> About this exercise: Each line of the records that holds the word "target" should be copied out.

Top of Records for this exercise

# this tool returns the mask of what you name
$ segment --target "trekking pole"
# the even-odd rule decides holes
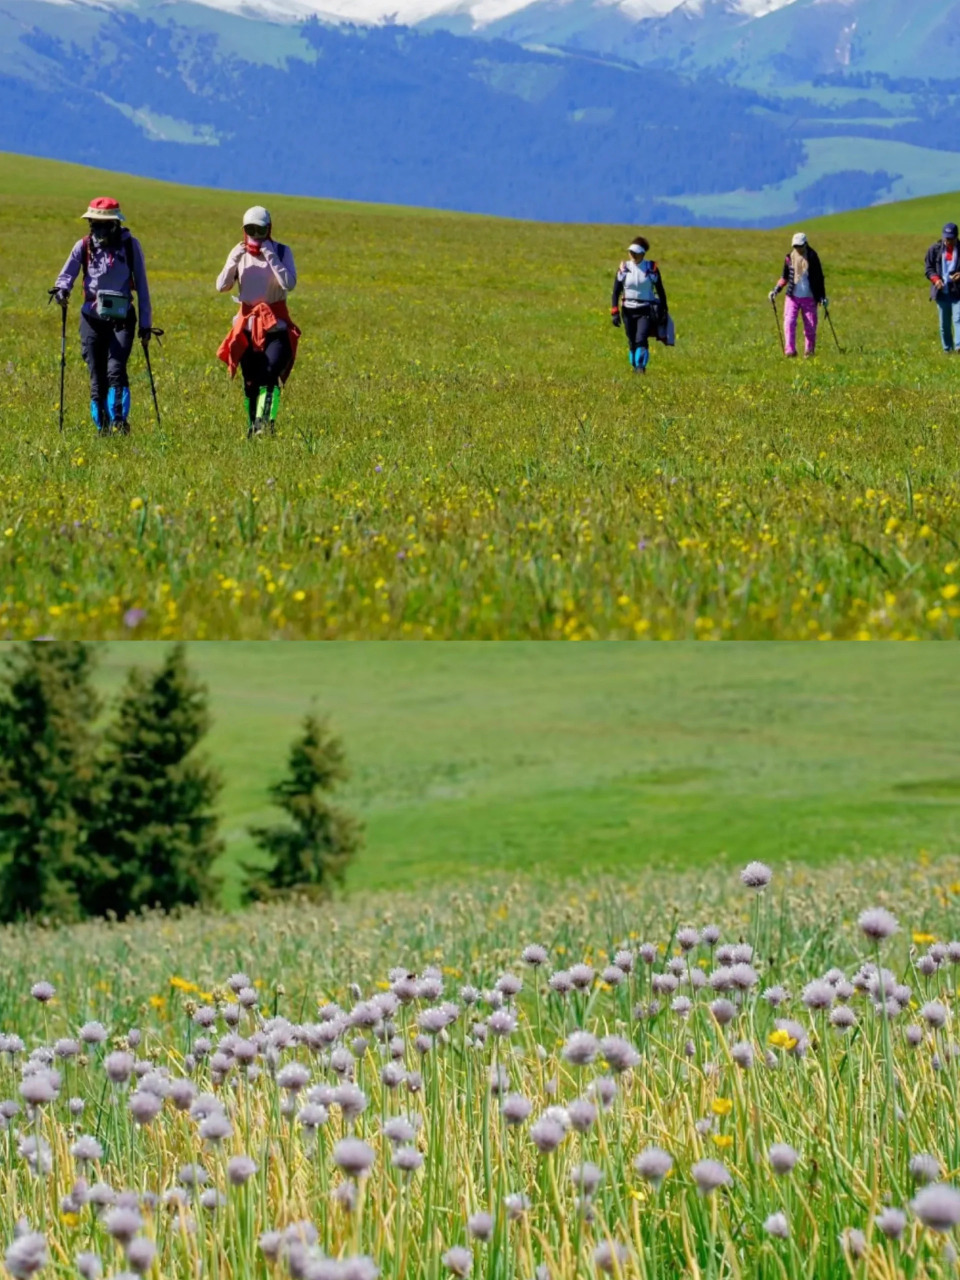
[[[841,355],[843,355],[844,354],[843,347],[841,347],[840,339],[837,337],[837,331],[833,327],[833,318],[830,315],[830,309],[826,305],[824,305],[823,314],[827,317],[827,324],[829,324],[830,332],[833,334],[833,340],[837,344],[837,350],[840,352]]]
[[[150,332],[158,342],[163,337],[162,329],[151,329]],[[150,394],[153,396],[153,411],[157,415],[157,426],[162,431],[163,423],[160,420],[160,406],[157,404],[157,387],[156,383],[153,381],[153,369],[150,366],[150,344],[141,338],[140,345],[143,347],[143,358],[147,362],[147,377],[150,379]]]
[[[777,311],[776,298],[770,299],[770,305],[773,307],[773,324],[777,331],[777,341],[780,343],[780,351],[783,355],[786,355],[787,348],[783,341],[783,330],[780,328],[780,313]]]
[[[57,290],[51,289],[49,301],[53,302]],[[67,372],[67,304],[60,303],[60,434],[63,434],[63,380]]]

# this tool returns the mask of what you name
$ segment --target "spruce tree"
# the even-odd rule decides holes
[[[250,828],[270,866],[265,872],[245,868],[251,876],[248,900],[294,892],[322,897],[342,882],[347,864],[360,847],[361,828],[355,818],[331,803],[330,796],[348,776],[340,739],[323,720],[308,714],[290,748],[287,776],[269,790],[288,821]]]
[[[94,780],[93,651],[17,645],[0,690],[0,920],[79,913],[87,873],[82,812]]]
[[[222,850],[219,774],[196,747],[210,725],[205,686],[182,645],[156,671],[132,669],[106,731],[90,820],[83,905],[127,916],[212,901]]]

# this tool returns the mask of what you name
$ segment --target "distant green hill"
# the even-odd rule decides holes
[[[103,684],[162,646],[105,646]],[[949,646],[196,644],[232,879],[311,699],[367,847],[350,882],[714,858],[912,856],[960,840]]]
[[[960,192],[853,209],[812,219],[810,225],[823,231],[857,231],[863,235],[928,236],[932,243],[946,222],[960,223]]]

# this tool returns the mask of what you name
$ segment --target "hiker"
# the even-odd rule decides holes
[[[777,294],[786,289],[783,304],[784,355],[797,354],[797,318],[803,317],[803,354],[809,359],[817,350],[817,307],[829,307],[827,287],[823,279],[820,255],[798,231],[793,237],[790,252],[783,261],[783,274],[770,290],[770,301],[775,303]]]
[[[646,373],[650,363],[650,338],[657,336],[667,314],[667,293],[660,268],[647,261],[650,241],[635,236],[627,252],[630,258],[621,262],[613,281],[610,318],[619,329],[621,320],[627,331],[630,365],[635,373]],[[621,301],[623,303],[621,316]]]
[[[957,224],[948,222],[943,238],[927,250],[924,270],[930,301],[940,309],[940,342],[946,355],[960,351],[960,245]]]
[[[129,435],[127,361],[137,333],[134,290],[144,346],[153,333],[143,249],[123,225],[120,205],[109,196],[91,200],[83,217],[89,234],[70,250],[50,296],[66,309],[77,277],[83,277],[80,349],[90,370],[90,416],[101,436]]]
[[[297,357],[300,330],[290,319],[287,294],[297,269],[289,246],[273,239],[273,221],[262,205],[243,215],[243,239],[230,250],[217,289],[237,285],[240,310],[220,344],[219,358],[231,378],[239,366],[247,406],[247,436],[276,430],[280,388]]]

Bottom of Records for this exercise

> Task result:
$ segment --target "trekking pole"
$ segment --target "spruce tree"
$ segment --target "distant green hill"
$ segment --target "hiker"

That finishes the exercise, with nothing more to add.